→ **What you are asked to do**: In the piece on Israel's Supreme Court appointments, copy the part that opens with the words containing "Just last summer, in" and closes with "chief justice’s office.", swapping "justices" for "judges".

→ **Selection**:
This piece was first published on the Hebrew-language website Mida on February 27, 2018, rendered into English by Avi Woolf, and republished here with permission. The original article can be found by clicking on the link at the bottom of this page.

The legal establishment has been undergoing positive changes in recent years, even if very slowly, in the direction of correcting its existing distortions.

A few weeks ago, I participated in a conversation with an experienced European diplomat who began his career as part of his country’s delegation in Israel. The conversation came around to Israel’s political system, and got quickly focused on the unique structure of the Israeli government and the excessive power of the judiciary. The diplomat, who had quite a bit of experience and had served his country in a large number of places, was shocked when he first learned of the power of Israeli judges. “Who appoints them?” he asked. “What is the appointment process?”

The foreign diplomat’s question has, of late, very much occupied the attention of the legal and political establishment in Israel. Last week, two new Supreme Court justices were appointed: Alex Stein and Ofer Grosskopf. They joined Yosef Elron, David Mintz, George Kara, and Yael Willner, all of whom were appointed in the past year.

The irregular situation in which six of the total of the court’s fifteen justices were appointed within a brief period was due to the fact that four justices (Miriam Naor, Elyakim Rubinstein, Salim Joubran, and Uri Shoham) reached retirement age, while two others (Svi Zilbertal and Yoram Danziger) decided on early retirement.

Thus did a particularly intensive year come to an end for the Judicial Selection Committee and the Justice Ministry to which it answers. More broadly, we can say that an era has come to an end. The “Rehavia gang,” as the past few generations of Supreme Court justices were called, has made way for a new generation, which has not known Justice Barak. Among the serving justices, only Chief Justice Hayut served with him on the court.

A look at the resumes of the new Supreme Court justices shows that the cloning of judges identical to Aharon Barak and their complete dominance of [future] appointments [to the judiciary] is over. I do not believe that all the judges will oppose Barak’s reforms or that the court will cease to intervene daily in the affairs of the executive branch. People expecting such a sharp change and counterrevolution will be disappointed

 

Back on the Right Track

Just last summer, in a series of rulings, the court irregularly expanded its authority and ruled that it can repeal Basic Laws if it wishes. The justices even acted aggressively in the last two rounds of appointment to defeat the Supreme Court candidacy of Professor Gideon Sapir, who challenged the legitimacy of the judicial revolution.

The road to fixing the court is long and requires both tactical and strategic efforts. But there are positive indications that a growing number of justices on the new court will restrain themselves more than has been common in recent years, and that the track for Supreme Court appointments no longer exclusively goes through the chief justice’s office.

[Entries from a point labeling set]
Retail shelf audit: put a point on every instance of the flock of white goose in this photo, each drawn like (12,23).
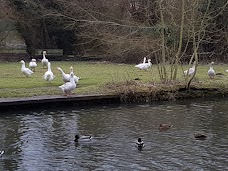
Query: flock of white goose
(70,80)
(146,65)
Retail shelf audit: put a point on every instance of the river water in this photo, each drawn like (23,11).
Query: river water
(44,139)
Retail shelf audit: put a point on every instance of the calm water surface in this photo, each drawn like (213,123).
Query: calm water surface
(44,139)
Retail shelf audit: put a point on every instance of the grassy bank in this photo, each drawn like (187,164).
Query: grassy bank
(97,77)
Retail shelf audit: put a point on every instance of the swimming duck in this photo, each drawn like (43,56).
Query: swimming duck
(66,77)
(144,65)
(200,136)
(33,65)
(211,71)
(68,87)
(44,61)
(83,138)
(25,70)
(140,143)
(49,76)
(164,127)
(2,152)
(191,70)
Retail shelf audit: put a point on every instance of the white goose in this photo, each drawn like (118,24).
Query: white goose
(144,66)
(2,152)
(49,76)
(44,61)
(25,70)
(191,70)
(33,65)
(68,87)
(66,77)
(211,71)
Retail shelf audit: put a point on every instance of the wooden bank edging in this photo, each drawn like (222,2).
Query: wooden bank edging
(56,101)
(38,102)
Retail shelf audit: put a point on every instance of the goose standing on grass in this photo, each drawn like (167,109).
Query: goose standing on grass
(33,65)
(25,70)
(211,71)
(68,87)
(144,66)
(191,70)
(44,61)
(49,76)
(66,77)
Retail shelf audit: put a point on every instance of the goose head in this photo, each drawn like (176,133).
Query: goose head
(44,52)
(200,136)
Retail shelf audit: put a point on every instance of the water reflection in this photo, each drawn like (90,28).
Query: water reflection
(44,140)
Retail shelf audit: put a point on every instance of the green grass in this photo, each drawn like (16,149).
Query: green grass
(94,78)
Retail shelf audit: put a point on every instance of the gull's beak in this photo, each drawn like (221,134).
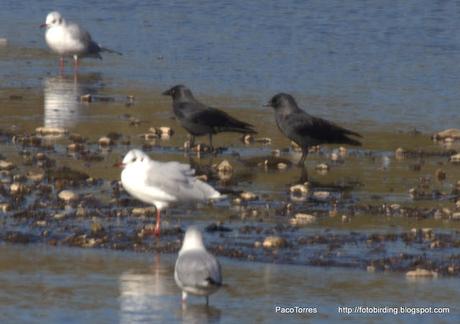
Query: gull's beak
(120,165)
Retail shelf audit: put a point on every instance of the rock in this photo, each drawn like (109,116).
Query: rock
(86,98)
(96,228)
(247,196)
(17,188)
(248,139)
(224,166)
(322,167)
(105,141)
(440,175)
(51,131)
(321,195)
(6,165)
(448,133)
(264,140)
(302,219)
(455,158)
(400,153)
(417,273)
(68,196)
(281,166)
(274,242)
(4,207)
(35,176)
(143,211)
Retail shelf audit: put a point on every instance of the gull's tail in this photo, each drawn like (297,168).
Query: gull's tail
(108,50)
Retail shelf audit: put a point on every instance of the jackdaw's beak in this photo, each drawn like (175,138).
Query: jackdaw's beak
(120,165)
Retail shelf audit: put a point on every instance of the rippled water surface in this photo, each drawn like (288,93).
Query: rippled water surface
(387,70)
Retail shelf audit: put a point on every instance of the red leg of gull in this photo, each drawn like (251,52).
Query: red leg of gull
(61,65)
(157,225)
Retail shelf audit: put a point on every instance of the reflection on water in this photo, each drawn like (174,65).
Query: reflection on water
(62,104)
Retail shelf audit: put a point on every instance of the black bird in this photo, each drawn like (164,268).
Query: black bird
(306,130)
(199,119)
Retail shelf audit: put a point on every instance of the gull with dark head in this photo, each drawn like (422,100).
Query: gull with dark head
(197,271)
(69,39)
(162,183)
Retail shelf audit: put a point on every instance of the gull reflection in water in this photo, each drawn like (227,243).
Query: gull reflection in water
(153,297)
(62,103)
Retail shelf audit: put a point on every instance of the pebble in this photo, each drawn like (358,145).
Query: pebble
(6,165)
(248,139)
(453,133)
(86,98)
(247,196)
(224,166)
(273,242)
(4,207)
(68,195)
(400,153)
(455,158)
(105,141)
(421,273)
(17,188)
(302,219)
(440,174)
(35,176)
(321,195)
(51,130)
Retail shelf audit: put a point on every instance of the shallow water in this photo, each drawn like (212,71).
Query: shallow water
(383,70)
(374,63)
(75,285)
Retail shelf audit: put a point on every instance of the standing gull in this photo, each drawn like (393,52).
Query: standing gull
(69,39)
(162,183)
(197,271)
(199,119)
(306,130)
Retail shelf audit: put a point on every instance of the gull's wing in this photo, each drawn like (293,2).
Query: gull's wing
(198,269)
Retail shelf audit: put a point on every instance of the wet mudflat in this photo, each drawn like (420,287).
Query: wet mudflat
(74,285)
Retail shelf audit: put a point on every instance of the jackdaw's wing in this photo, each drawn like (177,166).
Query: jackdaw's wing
(220,121)
(198,269)
(321,129)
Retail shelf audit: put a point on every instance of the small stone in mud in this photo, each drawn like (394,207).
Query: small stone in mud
(448,133)
(440,174)
(400,153)
(86,98)
(68,195)
(274,242)
(105,141)
(302,219)
(6,165)
(455,158)
(248,139)
(417,273)
(321,195)
(247,196)
(17,188)
(4,207)
(51,131)
(264,140)
(143,211)
(224,166)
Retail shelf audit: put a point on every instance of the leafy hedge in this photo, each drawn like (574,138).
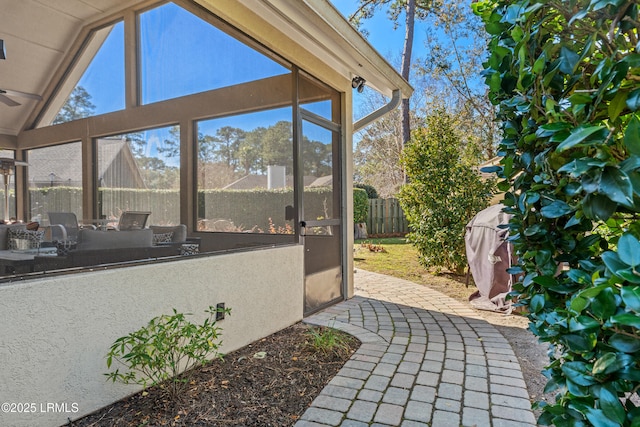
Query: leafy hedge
(566,78)
(360,205)
(442,195)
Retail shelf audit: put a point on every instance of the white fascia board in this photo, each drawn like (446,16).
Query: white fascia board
(318,27)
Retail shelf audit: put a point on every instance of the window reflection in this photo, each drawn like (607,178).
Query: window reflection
(55,180)
(182,54)
(245,173)
(140,171)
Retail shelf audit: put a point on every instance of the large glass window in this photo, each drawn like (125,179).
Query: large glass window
(245,173)
(182,54)
(7,170)
(55,180)
(95,84)
(139,171)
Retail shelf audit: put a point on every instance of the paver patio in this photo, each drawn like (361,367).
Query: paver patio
(425,360)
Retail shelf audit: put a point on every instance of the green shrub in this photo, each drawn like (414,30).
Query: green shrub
(442,195)
(372,193)
(360,205)
(167,346)
(566,77)
(328,340)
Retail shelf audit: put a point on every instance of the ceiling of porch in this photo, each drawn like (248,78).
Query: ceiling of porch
(38,35)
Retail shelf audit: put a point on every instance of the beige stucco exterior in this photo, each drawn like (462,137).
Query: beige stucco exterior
(56,331)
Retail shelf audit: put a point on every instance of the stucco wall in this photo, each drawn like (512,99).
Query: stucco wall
(56,331)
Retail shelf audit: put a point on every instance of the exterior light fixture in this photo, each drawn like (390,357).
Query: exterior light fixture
(358,83)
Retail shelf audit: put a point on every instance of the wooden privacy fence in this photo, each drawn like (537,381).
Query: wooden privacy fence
(385,217)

→ **Correct output**:
Just last summer, in a series of rulings, the court irregularly expanded its authority and ruled that it can repeal Basic Laws if it wishes. The judges even acted aggressively in the last two rounds of appointment to defeat the Supreme Court candidacy of Professor Gideon Sapir, who challenged the legitimacy of the judicial revolution.

The road to fixing the court is long and requires both tactical and strategic efforts. But there are positive indications that a growing number of judges on the new court will restrain themselves more than has been common in recent years, and that the track for Supreme Court appointments no longer exclusively goes through the chief justice’s office.